* [EXTRACTED RECORDS]:
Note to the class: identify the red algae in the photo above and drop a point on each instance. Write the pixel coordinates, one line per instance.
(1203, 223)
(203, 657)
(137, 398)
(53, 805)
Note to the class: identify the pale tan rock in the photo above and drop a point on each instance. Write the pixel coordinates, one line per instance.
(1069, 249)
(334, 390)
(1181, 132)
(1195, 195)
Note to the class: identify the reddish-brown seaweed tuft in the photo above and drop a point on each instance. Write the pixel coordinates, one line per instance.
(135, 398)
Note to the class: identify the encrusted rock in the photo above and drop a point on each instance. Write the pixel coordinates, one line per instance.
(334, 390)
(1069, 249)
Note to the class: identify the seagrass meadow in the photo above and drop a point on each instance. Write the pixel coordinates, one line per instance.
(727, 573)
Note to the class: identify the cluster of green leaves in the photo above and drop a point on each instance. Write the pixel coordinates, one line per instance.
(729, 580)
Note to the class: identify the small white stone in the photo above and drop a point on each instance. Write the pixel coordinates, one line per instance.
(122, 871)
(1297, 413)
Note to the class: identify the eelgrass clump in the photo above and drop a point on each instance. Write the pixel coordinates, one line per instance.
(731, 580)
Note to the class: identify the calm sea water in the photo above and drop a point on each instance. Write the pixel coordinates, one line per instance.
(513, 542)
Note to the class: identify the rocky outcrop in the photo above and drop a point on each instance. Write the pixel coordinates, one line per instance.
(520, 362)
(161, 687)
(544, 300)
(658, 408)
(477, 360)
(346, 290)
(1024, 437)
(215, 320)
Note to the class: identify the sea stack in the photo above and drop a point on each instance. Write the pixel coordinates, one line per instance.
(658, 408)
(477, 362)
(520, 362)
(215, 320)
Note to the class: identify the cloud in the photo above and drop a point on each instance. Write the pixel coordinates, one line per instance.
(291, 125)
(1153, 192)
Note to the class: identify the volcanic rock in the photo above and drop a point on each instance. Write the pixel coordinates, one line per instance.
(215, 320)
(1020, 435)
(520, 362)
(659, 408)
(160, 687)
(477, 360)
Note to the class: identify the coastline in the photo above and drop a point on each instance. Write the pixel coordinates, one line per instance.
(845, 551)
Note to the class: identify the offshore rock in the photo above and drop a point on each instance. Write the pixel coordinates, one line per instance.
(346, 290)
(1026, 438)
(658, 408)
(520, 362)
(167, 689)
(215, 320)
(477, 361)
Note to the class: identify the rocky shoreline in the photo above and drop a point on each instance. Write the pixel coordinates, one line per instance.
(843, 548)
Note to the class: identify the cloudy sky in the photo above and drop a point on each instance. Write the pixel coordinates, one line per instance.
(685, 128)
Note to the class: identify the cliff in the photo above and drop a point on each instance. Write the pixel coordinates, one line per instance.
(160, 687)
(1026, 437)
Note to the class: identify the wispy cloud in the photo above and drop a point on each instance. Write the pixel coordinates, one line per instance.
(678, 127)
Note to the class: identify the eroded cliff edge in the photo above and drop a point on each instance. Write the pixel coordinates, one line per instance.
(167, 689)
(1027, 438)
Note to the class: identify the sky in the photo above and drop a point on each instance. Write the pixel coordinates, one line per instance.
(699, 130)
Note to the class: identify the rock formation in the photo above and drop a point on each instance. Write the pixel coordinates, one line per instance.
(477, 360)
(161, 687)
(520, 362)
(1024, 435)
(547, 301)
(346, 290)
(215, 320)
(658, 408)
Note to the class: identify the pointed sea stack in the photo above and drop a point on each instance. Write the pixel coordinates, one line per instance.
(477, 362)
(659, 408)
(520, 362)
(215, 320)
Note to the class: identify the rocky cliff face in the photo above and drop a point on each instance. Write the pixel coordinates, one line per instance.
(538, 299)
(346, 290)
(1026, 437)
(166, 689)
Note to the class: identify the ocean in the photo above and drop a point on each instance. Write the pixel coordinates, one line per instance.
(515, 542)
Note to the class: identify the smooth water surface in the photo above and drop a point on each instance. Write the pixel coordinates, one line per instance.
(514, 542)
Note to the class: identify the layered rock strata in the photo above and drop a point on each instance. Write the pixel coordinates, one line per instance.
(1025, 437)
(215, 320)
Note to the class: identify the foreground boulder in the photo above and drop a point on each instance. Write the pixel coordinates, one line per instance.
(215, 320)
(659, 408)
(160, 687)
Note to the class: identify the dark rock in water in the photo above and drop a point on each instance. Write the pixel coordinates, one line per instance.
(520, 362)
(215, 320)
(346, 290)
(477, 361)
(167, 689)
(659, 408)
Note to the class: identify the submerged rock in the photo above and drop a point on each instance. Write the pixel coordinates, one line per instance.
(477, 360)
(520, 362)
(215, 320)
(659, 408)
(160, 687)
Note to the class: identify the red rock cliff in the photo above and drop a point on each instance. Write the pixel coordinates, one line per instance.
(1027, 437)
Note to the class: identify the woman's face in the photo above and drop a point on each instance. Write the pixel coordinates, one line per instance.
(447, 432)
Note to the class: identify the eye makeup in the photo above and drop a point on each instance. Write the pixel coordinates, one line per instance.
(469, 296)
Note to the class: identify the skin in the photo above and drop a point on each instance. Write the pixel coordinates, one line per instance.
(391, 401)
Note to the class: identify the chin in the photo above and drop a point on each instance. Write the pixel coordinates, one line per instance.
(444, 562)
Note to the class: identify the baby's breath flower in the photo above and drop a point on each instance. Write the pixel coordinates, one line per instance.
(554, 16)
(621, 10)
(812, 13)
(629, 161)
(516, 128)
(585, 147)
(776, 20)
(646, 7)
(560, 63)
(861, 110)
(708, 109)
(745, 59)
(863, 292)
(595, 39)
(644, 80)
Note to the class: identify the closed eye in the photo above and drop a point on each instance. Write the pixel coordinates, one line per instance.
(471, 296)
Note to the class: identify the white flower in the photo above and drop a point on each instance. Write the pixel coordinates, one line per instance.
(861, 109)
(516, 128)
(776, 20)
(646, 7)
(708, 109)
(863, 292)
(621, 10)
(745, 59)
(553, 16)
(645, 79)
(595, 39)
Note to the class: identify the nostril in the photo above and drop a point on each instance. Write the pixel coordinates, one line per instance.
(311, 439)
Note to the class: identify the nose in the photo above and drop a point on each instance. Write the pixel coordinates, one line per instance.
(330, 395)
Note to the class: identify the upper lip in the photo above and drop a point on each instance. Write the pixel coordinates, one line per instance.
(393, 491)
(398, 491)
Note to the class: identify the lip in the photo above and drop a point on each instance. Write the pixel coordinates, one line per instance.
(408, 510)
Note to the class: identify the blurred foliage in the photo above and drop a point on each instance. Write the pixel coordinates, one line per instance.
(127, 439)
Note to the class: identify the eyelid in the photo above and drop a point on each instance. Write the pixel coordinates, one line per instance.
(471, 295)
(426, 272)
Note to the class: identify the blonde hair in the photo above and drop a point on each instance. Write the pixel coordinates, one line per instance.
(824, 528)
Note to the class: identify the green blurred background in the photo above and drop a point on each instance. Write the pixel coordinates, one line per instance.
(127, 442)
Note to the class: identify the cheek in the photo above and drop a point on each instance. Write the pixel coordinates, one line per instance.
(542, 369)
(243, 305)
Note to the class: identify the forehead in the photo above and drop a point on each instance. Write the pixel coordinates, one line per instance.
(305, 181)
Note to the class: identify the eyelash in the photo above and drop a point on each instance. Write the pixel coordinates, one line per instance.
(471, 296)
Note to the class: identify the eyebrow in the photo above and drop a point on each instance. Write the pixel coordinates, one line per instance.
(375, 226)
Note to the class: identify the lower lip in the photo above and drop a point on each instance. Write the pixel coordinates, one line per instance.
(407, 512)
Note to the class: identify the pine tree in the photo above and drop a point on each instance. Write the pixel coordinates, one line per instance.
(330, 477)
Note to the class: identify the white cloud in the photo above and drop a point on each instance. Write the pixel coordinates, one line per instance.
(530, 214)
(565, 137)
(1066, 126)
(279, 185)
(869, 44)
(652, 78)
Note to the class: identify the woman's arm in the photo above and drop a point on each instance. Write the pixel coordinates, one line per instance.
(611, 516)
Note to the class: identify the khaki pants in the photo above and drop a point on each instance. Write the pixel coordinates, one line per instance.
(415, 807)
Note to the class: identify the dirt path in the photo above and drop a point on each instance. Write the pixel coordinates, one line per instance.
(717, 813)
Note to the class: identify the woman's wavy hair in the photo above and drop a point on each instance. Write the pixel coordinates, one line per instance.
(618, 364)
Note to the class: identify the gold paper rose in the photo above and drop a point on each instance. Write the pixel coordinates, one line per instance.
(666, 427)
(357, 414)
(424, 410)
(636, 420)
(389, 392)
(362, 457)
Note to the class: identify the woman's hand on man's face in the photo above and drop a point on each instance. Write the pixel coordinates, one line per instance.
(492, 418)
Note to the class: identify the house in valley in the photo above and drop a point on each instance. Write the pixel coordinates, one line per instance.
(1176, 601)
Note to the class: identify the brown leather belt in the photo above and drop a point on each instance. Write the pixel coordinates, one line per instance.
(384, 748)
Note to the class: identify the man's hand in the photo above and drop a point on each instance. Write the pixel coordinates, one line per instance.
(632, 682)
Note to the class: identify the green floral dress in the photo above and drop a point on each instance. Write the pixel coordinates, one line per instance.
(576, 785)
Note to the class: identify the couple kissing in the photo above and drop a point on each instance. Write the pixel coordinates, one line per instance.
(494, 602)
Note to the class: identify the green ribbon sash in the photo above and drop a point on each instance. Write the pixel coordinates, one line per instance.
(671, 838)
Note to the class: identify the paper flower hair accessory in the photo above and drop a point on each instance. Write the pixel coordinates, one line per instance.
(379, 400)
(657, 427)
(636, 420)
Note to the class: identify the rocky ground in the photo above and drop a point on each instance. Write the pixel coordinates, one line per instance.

* [TO DO]: Type out exactly the span of lines from the one with "Note to the class: identify the couple" to the end of the material above, counting both end lines, and nothing else.

* [WRITTEN SOLUTION]:
Note to the class: identify the couple kissing in the photo above and drop a point on each instance. Write the pixel coordinates, one line per instance.
(494, 602)
Note to the class: identify the green ribbon sash in the photo above and drop a point on each instance. Write the pixel coordinates, one line per instance.
(671, 838)
Note to the class: identify the paper flower hair accessory in the photo above and drop a point on each instance. Write the pixel coordinates, one line per instance.
(379, 400)
(657, 427)
(636, 420)
Note to the class: identify the rocky ground in the photo above and drop a point on each instance. Write the pixel coordinates, one line per instance.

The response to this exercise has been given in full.